▶ Aim 1
Reproduce everything from "So every few" down to "the political process." in the account of high school student council politics.
▶ Aim 2
According to the account of high school student council politics, why did the party leaders ask the writer to step down as a candidate for Chancellor?
▶ Aim 3
Pick up the account of high school student council politics after its last sentence and continue it.

▶ Source excerpt
So every few years I get a new sense of just how much I dislike politics.  This is something I have faced since high school, and is well rooted in experience.  I will see if I can summarize the scenarios that have brought me to my current state of disgust with the political process.

I believe it was my sophomore year in high school when some of the more politically minded students decided to have political parties for the student council elections that year.  It was a great idea – in theory.  In practice, it was both an exercise in the elitism that is high school politics, as well as the absurdity of it.  The party name?  The Spork Party.

If you were not a member of the Spork Party, you were basically an independent ticket.  And while there is no problem with that, this was also a lesson in the failings of a party system when it is a one party system.  If you were not a member of the party ticket, you would not get elected.  So it was Spork Party or give up being involved in the Student Council.

I was at first on the ticket for both Representative and as Chancellor.  At the point in which we were to lock in our posts we were running for, the “Party Leaders” decided to ask me to step down as a candidate for Chancellor.  Their reasoning was that there was another student they wanted as Chancellor and they did not want to split the party vote.

Keep in mind, in addition to not being a fan of being told what I have to do; there was no reason for it.  As I stated above it was a one party system, and there were not even any primaries in which the party was allowed to speak their voice on their choice of candidate, and not just the minority of the people in charge of the party.

I refused, stepped off of the Spork Party ticket and ran independent.  And as such, everyone who was voting the “Spork Ticket” was told to not vote for independents.  I lost my election as a representative to someone who had never been to a student council meeting, and came to one just after they were elected.

▶ Recorded data
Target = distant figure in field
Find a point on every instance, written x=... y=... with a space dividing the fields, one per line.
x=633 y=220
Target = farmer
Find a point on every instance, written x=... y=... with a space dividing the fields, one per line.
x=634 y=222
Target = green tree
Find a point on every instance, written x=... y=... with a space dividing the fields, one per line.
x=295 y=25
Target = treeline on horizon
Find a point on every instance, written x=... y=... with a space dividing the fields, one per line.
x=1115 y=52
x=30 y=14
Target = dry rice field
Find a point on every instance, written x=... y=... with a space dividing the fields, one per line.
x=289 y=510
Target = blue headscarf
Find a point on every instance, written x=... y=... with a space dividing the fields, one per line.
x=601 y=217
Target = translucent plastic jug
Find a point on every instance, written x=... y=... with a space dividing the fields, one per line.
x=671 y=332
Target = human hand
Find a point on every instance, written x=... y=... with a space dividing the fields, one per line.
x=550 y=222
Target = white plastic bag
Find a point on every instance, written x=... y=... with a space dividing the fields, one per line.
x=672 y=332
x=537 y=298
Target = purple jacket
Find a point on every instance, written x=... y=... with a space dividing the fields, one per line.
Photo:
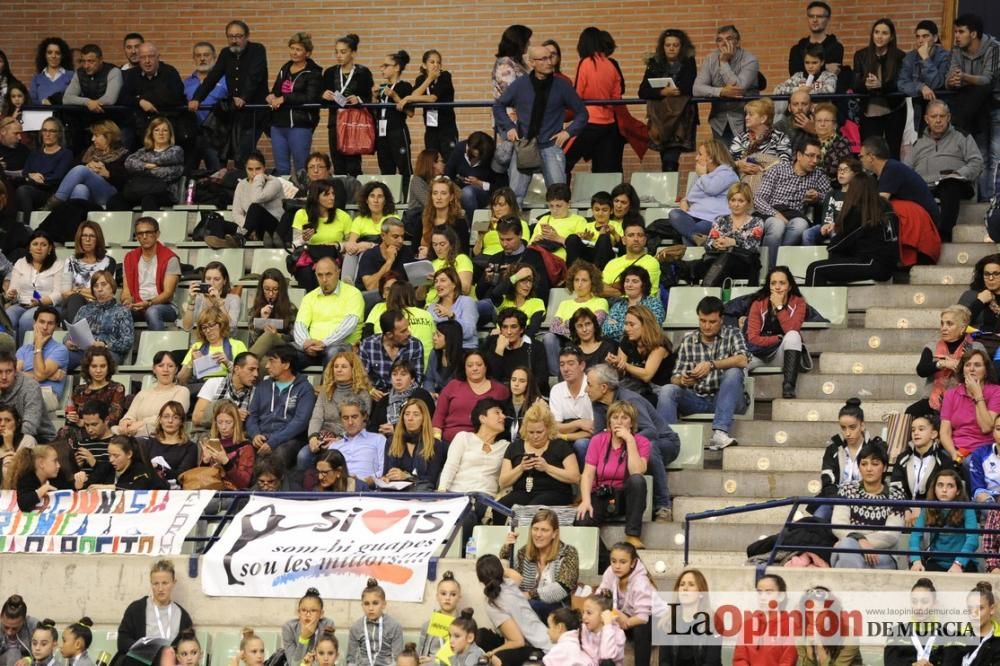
x=707 y=198
x=639 y=593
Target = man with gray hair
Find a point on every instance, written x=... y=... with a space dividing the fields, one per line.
x=729 y=72
x=155 y=88
x=389 y=255
x=603 y=389
x=364 y=451
x=948 y=160
x=203 y=54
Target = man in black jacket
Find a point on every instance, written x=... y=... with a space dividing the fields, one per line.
x=244 y=64
x=154 y=89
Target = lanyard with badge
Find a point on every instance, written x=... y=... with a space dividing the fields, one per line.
x=430 y=115
x=368 y=643
x=383 y=123
x=164 y=633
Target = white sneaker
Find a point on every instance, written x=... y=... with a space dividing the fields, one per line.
x=720 y=440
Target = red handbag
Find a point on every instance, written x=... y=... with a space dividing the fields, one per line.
x=355 y=132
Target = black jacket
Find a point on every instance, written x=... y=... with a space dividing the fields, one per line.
x=133 y=625
x=246 y=74
x=307 y=86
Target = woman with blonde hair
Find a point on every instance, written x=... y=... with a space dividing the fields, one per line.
x=344 y=377
x=444 y=207
x=539 y=467
x=213 y=340
x=546 y=569
x=705 y=200
x=414 y=453
x=101 y=172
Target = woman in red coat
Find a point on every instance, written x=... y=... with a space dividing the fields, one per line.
x=774 y=327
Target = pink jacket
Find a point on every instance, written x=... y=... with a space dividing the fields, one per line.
x=567 y=652
x=608 y=643
x=638 y=598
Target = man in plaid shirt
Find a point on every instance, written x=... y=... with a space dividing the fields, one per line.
x=381 y=350
x=708 y=375
x=785 y=194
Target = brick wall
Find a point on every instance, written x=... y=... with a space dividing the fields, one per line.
x=465 y=32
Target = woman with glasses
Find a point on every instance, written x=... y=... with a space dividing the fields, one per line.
x=89 y=257
x=983 y=295
x=392 y=142
x=44 y=169
x=213 y=341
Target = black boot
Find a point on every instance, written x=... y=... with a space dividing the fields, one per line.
x=790 y=373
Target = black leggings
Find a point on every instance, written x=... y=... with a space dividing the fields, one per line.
x=599 y=143
x=889 y=126
x=842 y=270
x=259 y=221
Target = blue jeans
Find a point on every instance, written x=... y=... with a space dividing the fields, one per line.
x=22 y=317
x=812 y=236
x=673 y=400
x=473 y=198
x=688 y=226
x=290 y=142
x=778 y=233
x=158 y=316
x=553 y=169
x=82 y=183
x=989 y=147
x=856 y=560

▶ Final result 1
So every few years I get a new sense of just how much I dislike politics.  This is something I have faced since high school, and is well rooted in experience.  I will see if I can summarize the scenarios that have brought me to my current state of disgust with the political process.

▶ Final result 2
They wanted another student as Chancellor and did not want to split the party vote.

▶ Final result 3
As a side note, my grade principal at the time was one of the strongest influences in my life.  He allowed me to still attend the Student Council meetings as an auditor or a lobbyist.  This worked out for the Spork Ticket people as none of them had any interest in running the concession stand at the school dances, and I told them that I could run it in my sleep – and I did at least once.

The later part of my high school career was also during the Reagan Administration.  For those of you with a penchant for history, or who are as old as I am, that is indeed the time during which we had the Iran Contra scandal.  That is also the time in which we saw the seed sown by the first George Bush that still poke their head out now and again today.

My friend and I did a report in our history class on the Tower Commission Report that came out over the hearings over the Iran Contra deal.  If you ever wanted something that will sour you on politics, read either that or the Watergate Papers.  We began to treat politics like the joke it was.  My friends and I formed the Freedom Fighters for Ollie North – a group of political satirists in the school.  It may have been less than a half a dozen of us, but we saw the truth in the politics that these miniature Alex P. Keaton’s chose to ignore.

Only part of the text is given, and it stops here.